Alıştırma yönergesi
"Target: water in hole" ifadesini içeren satırdan "[(477, 537)]" ifadesini içeren satıra kadar olan bölümü, "water" yerine "mud" koyarak güncelleyin ve geri kalan her şeyi değiştirmeden bırakın. Yalnızca bu satırları verin.

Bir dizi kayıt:
_____

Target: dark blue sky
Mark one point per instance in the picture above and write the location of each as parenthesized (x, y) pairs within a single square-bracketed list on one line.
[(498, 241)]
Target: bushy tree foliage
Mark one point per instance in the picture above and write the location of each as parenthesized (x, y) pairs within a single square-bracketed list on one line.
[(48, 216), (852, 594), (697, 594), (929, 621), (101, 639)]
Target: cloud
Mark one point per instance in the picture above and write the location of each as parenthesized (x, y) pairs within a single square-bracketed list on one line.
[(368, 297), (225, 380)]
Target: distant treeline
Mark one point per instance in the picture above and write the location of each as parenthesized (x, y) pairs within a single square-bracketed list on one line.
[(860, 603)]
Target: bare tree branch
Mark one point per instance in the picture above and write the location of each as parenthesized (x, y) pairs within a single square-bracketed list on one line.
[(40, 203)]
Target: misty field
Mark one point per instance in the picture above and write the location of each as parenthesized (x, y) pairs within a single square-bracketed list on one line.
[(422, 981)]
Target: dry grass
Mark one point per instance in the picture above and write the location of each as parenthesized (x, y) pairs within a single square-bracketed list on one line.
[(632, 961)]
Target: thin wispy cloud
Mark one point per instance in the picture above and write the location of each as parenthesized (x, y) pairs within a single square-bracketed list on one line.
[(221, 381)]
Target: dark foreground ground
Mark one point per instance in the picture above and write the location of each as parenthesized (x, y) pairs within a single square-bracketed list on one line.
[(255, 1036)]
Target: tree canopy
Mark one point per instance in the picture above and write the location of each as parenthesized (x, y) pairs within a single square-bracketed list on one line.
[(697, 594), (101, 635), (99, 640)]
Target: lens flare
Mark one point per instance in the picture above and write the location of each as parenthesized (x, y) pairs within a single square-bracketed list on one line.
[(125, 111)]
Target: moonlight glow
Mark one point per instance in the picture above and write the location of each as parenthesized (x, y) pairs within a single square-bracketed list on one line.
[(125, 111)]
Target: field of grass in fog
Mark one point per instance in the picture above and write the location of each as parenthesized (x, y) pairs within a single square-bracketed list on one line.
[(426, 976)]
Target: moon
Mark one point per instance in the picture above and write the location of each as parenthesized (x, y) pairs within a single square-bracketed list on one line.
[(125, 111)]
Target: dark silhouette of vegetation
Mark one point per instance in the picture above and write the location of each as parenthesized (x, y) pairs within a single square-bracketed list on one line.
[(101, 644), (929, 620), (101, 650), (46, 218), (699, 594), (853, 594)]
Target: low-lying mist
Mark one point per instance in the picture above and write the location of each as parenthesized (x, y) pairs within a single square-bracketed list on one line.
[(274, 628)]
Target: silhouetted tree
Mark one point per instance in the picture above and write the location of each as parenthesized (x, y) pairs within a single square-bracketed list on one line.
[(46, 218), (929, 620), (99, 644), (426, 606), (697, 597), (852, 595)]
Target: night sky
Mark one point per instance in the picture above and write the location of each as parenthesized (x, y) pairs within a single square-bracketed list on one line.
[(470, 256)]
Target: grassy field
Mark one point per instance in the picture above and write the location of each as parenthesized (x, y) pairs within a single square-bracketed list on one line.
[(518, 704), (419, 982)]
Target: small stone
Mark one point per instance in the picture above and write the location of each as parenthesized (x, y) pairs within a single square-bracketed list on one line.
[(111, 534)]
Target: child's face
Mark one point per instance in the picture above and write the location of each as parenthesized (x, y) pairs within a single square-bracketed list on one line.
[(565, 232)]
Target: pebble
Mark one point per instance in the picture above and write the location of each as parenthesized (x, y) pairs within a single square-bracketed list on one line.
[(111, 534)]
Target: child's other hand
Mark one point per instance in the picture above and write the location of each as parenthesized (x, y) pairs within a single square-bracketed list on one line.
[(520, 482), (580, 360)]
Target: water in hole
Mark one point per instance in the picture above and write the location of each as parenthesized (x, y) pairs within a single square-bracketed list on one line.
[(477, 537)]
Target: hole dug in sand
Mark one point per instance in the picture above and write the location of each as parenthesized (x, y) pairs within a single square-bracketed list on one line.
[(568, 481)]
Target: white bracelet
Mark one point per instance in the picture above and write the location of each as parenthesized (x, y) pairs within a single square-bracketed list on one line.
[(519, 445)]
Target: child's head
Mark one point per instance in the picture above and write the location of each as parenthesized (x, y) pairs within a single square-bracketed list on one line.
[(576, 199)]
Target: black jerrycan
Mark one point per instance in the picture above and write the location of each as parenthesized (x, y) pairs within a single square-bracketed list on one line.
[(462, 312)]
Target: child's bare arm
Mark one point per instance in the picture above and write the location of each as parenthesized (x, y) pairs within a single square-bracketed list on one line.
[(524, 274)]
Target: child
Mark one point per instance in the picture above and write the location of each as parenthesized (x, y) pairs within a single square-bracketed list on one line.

_____

Tam yanıt
Target: mud in hole
Mark one point per instance in the picture above and write the location of each as parenthesized (x, y) pairs within a single square-bracketed list on one line.
[(477, 537)]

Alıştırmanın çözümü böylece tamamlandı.